## WHAT THE TASK ASKS
Find every line with the string "sweater" in the material below and copy it.

## MATERIAL PROVIDED

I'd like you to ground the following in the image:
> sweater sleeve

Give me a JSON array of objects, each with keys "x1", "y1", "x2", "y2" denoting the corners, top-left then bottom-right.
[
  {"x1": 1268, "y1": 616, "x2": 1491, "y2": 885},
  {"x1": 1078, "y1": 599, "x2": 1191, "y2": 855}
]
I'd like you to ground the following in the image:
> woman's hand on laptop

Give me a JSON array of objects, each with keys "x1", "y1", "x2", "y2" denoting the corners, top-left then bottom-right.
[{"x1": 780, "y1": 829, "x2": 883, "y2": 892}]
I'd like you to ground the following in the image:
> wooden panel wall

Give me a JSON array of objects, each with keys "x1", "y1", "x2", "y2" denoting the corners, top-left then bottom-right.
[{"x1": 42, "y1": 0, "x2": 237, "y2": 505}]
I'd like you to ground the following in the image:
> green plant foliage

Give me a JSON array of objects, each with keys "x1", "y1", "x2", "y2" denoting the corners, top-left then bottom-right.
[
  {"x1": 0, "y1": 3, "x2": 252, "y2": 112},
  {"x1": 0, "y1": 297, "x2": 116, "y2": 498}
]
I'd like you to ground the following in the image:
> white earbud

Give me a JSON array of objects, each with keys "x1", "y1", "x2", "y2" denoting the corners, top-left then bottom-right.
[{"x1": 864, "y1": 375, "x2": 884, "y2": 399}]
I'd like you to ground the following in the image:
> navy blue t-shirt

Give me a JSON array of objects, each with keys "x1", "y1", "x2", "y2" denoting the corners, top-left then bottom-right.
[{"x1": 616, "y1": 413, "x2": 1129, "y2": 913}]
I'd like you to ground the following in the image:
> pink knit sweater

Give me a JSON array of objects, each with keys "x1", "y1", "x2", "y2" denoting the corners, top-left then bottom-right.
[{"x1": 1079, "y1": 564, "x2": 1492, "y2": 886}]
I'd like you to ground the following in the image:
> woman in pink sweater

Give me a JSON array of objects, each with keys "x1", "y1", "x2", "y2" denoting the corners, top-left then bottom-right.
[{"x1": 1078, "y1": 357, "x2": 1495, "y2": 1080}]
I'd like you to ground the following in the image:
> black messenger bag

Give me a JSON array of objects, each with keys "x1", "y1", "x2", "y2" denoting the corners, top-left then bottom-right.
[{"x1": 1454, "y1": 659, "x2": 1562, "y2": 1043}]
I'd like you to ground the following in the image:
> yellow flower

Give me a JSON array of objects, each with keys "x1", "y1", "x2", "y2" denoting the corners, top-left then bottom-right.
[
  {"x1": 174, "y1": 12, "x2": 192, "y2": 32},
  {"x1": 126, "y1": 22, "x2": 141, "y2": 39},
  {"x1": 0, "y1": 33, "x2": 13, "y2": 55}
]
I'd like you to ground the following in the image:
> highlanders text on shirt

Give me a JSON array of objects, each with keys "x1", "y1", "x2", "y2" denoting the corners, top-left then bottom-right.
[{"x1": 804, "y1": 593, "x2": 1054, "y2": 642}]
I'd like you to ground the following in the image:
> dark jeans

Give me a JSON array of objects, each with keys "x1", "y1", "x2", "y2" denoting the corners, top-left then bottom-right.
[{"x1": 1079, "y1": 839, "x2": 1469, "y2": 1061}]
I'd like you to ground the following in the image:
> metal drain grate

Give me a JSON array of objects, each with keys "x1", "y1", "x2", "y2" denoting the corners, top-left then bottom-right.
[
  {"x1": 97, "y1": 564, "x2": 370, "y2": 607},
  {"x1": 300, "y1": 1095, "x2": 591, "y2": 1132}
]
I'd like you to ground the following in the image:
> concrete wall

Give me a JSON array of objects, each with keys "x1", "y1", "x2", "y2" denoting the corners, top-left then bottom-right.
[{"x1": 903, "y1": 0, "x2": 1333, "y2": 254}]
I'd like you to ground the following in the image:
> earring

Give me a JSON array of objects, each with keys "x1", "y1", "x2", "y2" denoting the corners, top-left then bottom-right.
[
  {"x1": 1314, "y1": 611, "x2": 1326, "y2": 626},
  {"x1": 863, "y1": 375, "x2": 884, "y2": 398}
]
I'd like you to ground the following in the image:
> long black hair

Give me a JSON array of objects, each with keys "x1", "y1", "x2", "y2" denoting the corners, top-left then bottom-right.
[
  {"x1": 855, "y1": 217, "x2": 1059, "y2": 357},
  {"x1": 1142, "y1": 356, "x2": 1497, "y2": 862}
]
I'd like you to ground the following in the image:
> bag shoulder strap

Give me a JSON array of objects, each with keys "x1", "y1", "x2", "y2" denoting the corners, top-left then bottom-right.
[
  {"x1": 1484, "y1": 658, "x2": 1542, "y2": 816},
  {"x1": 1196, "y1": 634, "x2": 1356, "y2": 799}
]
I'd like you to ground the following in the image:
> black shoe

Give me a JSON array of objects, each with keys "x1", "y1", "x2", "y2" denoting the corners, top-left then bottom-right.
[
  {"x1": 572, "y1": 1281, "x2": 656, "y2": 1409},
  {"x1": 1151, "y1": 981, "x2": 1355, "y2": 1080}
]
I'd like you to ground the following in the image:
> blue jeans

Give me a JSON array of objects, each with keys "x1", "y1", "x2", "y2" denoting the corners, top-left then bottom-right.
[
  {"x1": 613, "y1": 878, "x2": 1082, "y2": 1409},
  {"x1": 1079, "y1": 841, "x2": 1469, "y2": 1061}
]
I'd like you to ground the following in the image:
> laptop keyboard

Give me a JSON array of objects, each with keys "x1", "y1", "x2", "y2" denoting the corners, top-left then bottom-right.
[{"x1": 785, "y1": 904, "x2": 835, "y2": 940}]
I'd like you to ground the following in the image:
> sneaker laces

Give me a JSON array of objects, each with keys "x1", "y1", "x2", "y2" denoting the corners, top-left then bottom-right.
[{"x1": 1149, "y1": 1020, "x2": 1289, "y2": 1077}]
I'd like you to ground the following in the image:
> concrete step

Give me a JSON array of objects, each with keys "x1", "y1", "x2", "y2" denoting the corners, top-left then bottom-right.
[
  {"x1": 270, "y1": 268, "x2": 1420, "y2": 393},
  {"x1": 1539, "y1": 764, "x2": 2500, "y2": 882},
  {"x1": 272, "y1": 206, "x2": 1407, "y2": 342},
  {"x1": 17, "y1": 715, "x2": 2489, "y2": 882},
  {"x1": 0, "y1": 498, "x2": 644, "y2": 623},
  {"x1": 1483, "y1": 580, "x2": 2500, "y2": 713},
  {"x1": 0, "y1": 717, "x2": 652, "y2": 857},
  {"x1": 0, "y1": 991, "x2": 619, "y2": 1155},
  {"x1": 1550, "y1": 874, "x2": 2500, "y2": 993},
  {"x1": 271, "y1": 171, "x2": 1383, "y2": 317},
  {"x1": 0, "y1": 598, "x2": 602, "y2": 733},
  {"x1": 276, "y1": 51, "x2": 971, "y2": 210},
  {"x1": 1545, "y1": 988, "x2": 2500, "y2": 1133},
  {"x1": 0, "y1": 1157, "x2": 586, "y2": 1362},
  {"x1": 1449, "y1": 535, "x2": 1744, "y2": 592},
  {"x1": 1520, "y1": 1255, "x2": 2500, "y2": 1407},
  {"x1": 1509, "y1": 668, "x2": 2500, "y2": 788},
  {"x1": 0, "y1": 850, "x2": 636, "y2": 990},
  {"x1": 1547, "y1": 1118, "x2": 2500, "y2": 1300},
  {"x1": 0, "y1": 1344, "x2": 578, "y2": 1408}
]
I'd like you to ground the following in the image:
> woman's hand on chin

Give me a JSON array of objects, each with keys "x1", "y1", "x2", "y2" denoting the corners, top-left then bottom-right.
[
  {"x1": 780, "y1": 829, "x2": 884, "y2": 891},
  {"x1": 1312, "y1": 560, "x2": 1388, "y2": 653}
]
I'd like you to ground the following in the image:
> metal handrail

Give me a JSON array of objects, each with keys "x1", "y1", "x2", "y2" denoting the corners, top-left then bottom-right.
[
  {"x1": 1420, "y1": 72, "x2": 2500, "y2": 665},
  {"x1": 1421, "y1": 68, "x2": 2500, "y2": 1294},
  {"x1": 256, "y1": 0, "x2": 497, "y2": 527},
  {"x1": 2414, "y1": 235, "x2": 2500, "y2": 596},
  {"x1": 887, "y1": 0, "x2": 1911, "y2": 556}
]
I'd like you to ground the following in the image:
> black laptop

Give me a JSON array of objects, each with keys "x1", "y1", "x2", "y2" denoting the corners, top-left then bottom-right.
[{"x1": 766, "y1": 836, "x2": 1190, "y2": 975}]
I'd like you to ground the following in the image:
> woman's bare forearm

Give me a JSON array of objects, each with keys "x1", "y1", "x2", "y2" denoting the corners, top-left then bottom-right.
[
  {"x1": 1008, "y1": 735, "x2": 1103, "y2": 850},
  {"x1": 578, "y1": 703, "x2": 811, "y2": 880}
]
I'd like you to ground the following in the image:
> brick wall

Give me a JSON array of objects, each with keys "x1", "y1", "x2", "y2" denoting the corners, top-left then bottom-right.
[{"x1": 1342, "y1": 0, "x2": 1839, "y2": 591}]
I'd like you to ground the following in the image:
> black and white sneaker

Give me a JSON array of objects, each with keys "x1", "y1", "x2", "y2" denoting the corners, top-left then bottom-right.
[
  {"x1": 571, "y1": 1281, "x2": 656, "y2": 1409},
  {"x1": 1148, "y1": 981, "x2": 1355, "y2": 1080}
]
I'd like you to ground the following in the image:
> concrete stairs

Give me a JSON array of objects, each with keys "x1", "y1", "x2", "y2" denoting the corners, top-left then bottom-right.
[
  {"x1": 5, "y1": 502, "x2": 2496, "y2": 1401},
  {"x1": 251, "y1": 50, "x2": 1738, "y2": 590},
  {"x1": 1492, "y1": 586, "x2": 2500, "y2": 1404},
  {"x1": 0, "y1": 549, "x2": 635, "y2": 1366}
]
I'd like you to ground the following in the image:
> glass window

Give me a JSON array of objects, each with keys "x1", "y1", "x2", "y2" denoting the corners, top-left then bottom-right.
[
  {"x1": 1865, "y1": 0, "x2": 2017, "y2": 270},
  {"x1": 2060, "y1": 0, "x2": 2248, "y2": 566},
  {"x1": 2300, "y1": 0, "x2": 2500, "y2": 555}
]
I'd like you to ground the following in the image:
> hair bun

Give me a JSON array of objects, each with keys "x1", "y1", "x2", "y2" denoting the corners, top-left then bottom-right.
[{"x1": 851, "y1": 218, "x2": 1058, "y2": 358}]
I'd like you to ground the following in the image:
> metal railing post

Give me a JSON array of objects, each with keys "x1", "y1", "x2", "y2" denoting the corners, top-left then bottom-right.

## RESPONSE TO THIS EXERCISE
> sweater sleeve
> pink knit sweater
> woman in pink sweater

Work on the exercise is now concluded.